• Exercise instructions: Select every line in the entries below that contains the word "pillow", treating uppercase and lowercase as different, and copy each one out.

[Excerpts from location labeling data]

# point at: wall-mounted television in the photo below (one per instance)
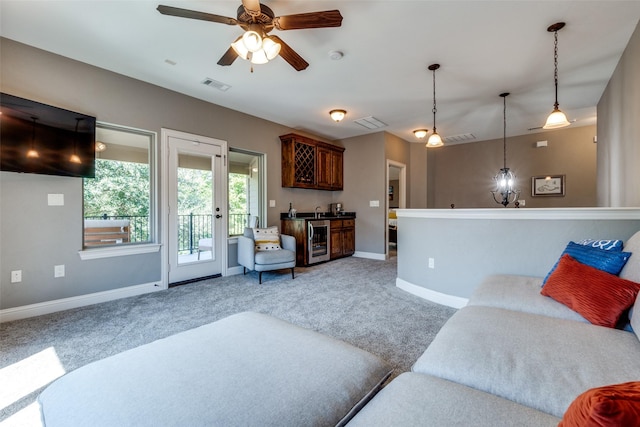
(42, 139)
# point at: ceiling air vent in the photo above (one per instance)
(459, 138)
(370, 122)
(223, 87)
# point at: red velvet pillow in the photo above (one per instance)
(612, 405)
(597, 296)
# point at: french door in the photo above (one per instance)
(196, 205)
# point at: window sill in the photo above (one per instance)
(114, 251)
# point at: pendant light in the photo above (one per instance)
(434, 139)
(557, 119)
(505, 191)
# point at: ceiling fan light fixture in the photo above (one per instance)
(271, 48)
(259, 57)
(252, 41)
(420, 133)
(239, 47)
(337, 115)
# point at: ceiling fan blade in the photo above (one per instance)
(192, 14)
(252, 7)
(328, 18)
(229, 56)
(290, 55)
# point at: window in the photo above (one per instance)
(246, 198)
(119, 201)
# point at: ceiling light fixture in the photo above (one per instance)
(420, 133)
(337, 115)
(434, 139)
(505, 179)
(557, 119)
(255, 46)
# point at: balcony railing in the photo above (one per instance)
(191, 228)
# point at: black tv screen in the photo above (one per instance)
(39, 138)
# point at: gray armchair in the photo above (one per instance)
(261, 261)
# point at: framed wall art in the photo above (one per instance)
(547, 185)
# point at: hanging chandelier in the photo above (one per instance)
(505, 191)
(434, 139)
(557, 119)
...
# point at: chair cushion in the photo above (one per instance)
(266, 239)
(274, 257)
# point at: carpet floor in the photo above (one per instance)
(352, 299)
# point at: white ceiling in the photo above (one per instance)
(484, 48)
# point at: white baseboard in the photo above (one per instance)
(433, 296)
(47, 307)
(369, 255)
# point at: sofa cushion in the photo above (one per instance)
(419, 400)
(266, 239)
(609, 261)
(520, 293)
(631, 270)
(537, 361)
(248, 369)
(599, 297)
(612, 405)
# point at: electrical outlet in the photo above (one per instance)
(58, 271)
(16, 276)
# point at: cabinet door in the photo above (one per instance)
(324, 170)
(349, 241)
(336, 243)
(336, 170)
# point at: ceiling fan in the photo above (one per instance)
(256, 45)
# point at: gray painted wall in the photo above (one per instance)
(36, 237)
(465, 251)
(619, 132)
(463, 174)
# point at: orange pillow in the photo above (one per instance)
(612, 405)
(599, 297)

• Exercise output:
# point at: red velvet pillow in the photo above (one per instance)
# point at: orange pillow in the photo above (one per instance)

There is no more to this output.